# [What this exercise asks]
• a. Please answer these questions from the back injury passage, marking each answer (i), (ii) or (iii) to match:
(i) In what month did the writer injure their back?
(ii) What kind of exercises did the physical therapist offer?
(iii) What did the elderly woman in the restroom need help getting?
• b. Extend the back injury passage, starting right after its last sentence.

# [Excerpted text]
When we are in pain -- physical or emotional -- it's often hard to laugh. I injured my back at my local gym back in October, and it's still giving me a lot of trouble. At first I thought it was a usual one-week recovery, but weeks have turned into months, and now this once mildly annoying injury is turning into anger and sadness.
I went to a physical therapist the other day and was offered some helpful core and glute exercises. Before heading home, I bumped into an elderly woman in the restroom who needed help getting the paper towels. I turned and pulled the awkward contraption and finally got some paper out. As we said our goodbyes, this stranger, appreciative of the help, nonchalantly turned her face toward me, "Keep smiling," she said. I turned around and told her how much I needed to hear that. "Smile and laugh every day."
I thought to myself, where did this little angel come from? What if I hadn't slowed down and helped her dry her hands? Although I was the one who thought I was helping, she in fact encouraged me.

[Referring expression grounding data]
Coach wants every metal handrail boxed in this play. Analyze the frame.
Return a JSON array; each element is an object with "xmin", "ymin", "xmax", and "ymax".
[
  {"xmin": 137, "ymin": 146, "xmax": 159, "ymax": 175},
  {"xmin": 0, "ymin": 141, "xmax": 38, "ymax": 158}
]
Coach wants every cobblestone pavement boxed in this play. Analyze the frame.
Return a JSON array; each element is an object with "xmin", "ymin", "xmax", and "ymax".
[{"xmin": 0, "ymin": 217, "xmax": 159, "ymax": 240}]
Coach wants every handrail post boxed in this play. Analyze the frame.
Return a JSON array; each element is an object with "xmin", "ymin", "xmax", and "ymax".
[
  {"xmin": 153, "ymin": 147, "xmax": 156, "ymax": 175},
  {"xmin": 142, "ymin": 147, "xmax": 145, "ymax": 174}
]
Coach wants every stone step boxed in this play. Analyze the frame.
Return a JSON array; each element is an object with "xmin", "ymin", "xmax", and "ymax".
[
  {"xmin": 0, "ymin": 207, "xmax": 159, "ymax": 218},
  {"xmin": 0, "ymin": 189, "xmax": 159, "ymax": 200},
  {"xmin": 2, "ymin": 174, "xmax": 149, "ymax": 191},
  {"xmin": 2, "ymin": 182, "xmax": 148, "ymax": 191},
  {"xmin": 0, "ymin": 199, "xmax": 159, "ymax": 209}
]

# [Responses for each task]
• a.
(i) October
(ii) Core and glute exercises
(iii) The paper towels

• b.
We chatted for a few moments and my new mysterious friend told me about how she loves a form of yoga called laughter yoga, which involves self-triggered laugher, something I've always wanted to try. I immediately thought of excuses as to why I can't do it, and then realized, it actually doesn't take much just to start laughing. It's easy, I know how to do it, and it's free. My face must have given away these thoughts. She smiled, "Just wake up and start laughing. And you know what? When someone cuts you off when you're driving, just start laughing. If they think you're crazy, they'll leave you alone."
We laughed together and then parted our ways, both of us leaving a bit warmer and lighter. I got into my car and drove home, for the first time, eager for someone to cut me off. I can't remember if anyone did -- instead I found myself driving all the way home still smiling.
With a Perspective, I'm Jessica Latham Malone.
Jessica Latham Malone is a freelance writer and translator. She lives in Sonoma County.